* _TEXTO FORNECIDO_
Sexta-feira, 21 de Março de 2008

A coerência religiosa

 

Tanto o Islão como o Cristianismo doutrinam as crianças no princípio de que a fé é inquestionável e, por isso mesmo, é uma virtude.

Enquanto aceitarmos o princípio de que a fé religiosa deve ser respeitada pelo simples facto de ser isso mesmo: fé religiosa, é extremamente difícil contradizer o respeito devido à sua fé por Osama Bin Laden e todos os bombistas suicidas. Como coerente é o Papa Ratzinger em defender, de novo, a existência do Inferno para os pecadores e apóstatas.

Voltaire bem avisou: “Quem conseguir fazer-nos acreditar em absurdos, conseguirá fazer-nos cometer atrocidades”. E Bertrand Russell, passados uns anos largos, lembrou: “Muitos há que mais depressa aceitam morrer do que pensar. E assim fazem de facto”.

Já estou a ouvir o argumento de que Bin Laden ou, também um pouco Ratzinger, são expressões do extremismo religioso, que é uma perversão da própria fé. Ora, ora, ora…

Deixai-me citar-vos Richard Dawkins: “Como pode haver maior perversão do que a fé, se a fé, carecendo de uma justificação objectiva, não possui um padrão demonstrável que se possa perverter?”

* _DADOS DO EXERCÍCIO_
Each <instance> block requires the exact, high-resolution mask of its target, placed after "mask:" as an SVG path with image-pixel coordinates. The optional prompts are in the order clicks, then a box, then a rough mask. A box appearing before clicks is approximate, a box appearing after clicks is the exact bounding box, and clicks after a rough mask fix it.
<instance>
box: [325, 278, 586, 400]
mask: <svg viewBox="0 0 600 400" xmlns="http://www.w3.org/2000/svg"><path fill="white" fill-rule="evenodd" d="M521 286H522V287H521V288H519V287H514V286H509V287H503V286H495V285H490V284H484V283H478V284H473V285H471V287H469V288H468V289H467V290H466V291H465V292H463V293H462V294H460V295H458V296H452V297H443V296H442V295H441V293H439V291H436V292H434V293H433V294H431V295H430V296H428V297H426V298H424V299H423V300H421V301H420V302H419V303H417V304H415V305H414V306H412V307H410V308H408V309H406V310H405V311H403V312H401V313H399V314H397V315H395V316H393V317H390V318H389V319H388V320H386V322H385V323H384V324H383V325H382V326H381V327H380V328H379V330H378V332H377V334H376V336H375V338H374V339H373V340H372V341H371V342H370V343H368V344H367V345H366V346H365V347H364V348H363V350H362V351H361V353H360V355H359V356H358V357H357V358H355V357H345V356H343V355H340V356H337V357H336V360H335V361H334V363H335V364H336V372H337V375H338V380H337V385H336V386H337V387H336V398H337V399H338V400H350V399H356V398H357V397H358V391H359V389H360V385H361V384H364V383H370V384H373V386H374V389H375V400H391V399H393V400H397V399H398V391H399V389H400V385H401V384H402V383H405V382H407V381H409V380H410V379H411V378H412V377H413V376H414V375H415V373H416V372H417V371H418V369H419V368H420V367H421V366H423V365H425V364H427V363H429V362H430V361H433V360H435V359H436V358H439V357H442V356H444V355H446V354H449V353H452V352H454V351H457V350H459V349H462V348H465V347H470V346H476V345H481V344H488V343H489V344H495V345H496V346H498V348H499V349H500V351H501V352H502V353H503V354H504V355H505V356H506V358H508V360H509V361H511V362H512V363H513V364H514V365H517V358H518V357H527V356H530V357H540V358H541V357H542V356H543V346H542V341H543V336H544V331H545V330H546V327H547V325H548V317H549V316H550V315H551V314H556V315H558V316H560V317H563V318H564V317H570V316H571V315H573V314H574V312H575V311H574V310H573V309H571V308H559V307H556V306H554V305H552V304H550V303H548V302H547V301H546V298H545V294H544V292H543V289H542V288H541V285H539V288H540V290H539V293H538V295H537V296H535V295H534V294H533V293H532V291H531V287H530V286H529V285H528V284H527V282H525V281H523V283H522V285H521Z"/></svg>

* _INSTRUÇÕES DA TAREFA_
Copie um trecho do texto sobre a coerência religiosa: comece nas palavras que contêm "Enquanto aceitarmos o" e pare logo depois de "pecadores e apóstatas.". Não é preciso consultar o material.

* _RESULTADO DO EXERCÍCIO_
Enquanto aceitarmos o princípio de que a fé religiosa deve ser respeitada pelo simples facto de ser isso mesmo: fé religiosa, é extremamente difícil contradizer o respeito devido à sua fé por Osama Bin Laden e todos os bombistas suicidas. Como coerente é o Papa Ratzinger em defender, de novo, a existência do Inferno para os pecadores e apóstatas.